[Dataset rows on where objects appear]
## begin

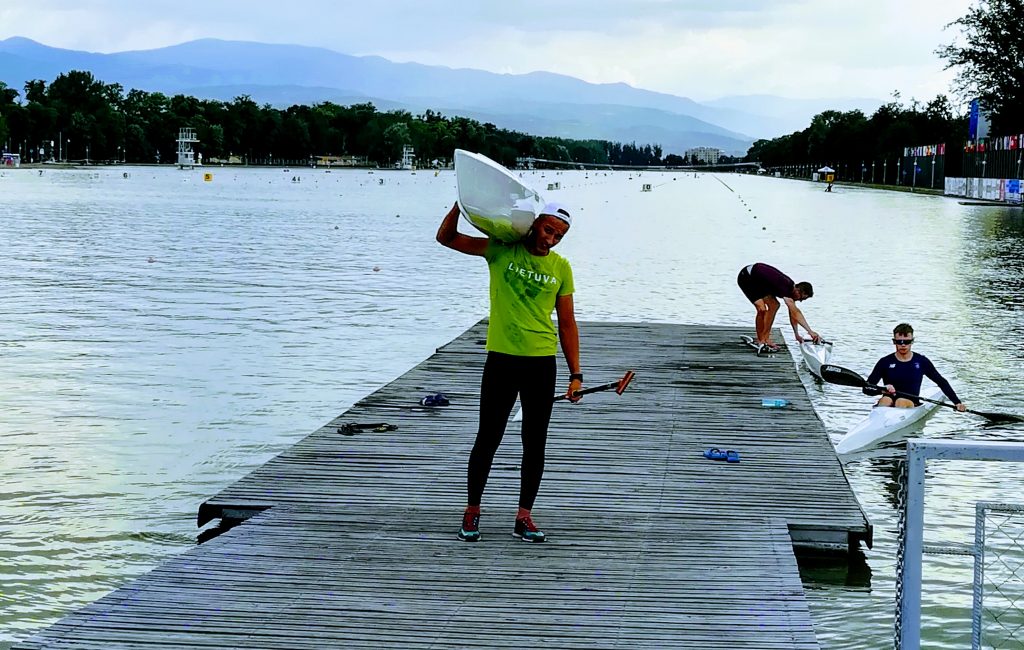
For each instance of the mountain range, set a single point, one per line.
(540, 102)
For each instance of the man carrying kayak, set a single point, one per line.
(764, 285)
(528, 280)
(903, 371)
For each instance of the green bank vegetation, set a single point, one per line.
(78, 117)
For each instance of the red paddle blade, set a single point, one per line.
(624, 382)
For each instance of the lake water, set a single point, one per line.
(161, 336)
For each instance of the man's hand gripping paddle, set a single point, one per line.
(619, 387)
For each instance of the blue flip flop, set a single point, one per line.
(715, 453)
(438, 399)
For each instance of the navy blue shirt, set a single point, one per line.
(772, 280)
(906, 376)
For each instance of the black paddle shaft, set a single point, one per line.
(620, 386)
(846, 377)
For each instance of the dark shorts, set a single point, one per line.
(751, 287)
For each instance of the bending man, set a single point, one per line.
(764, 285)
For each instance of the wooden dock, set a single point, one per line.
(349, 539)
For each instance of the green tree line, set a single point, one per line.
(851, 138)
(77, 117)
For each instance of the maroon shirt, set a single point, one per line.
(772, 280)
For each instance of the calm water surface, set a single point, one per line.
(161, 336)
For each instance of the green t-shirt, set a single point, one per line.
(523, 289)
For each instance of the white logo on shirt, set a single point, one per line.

## end
## begin

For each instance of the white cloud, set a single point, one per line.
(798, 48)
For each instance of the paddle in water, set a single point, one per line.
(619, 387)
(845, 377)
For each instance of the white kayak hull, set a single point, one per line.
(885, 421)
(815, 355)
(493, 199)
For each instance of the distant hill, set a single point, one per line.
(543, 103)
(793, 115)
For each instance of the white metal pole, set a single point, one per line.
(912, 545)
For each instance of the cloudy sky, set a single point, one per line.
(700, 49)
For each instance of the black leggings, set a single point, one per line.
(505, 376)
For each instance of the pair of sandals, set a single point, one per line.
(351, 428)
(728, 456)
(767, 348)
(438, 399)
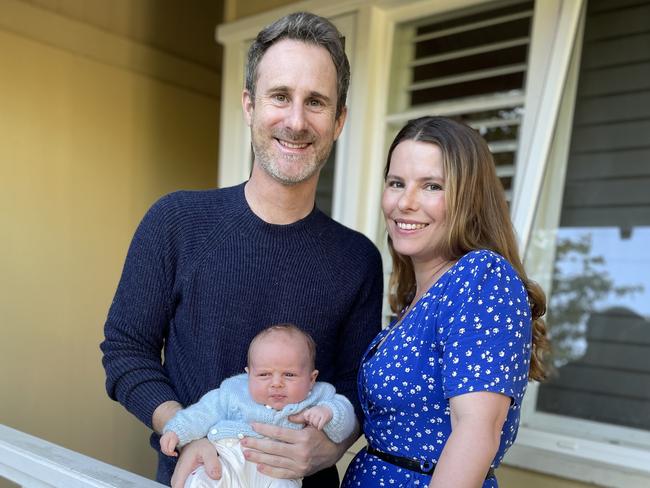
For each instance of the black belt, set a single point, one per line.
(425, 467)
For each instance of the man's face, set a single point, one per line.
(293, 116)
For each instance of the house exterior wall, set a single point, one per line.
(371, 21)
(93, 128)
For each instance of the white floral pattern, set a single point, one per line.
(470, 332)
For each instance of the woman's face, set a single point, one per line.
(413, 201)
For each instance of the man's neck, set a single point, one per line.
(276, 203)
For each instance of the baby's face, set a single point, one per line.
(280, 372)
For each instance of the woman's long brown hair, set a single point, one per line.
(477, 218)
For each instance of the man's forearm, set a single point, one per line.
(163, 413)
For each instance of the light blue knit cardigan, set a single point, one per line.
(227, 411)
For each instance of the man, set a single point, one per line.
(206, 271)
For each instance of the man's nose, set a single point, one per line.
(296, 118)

## end

» **INSTRUCTIONS FOR THE TASK**:
Print again, word for word, the stretch of the records from the line containing "For each instance of the green tree" through the line containing "For each instance of the white logo", including both of those lines.

» **THE OUTPUT**:
For each instance of the green tree line, set a single point, one per line.
(851, 138)
(77, 117)
For each instance of the maroon shirt, set a single point, one per line.
(772, 280)
For each instance of the calm water surface, set a single point, one per line.
(161, 336)
For each instance of the green t-shirt, set a single point, one per line.
(523, 289)
For each instance of the white logo on shirt, set a single point, one per line.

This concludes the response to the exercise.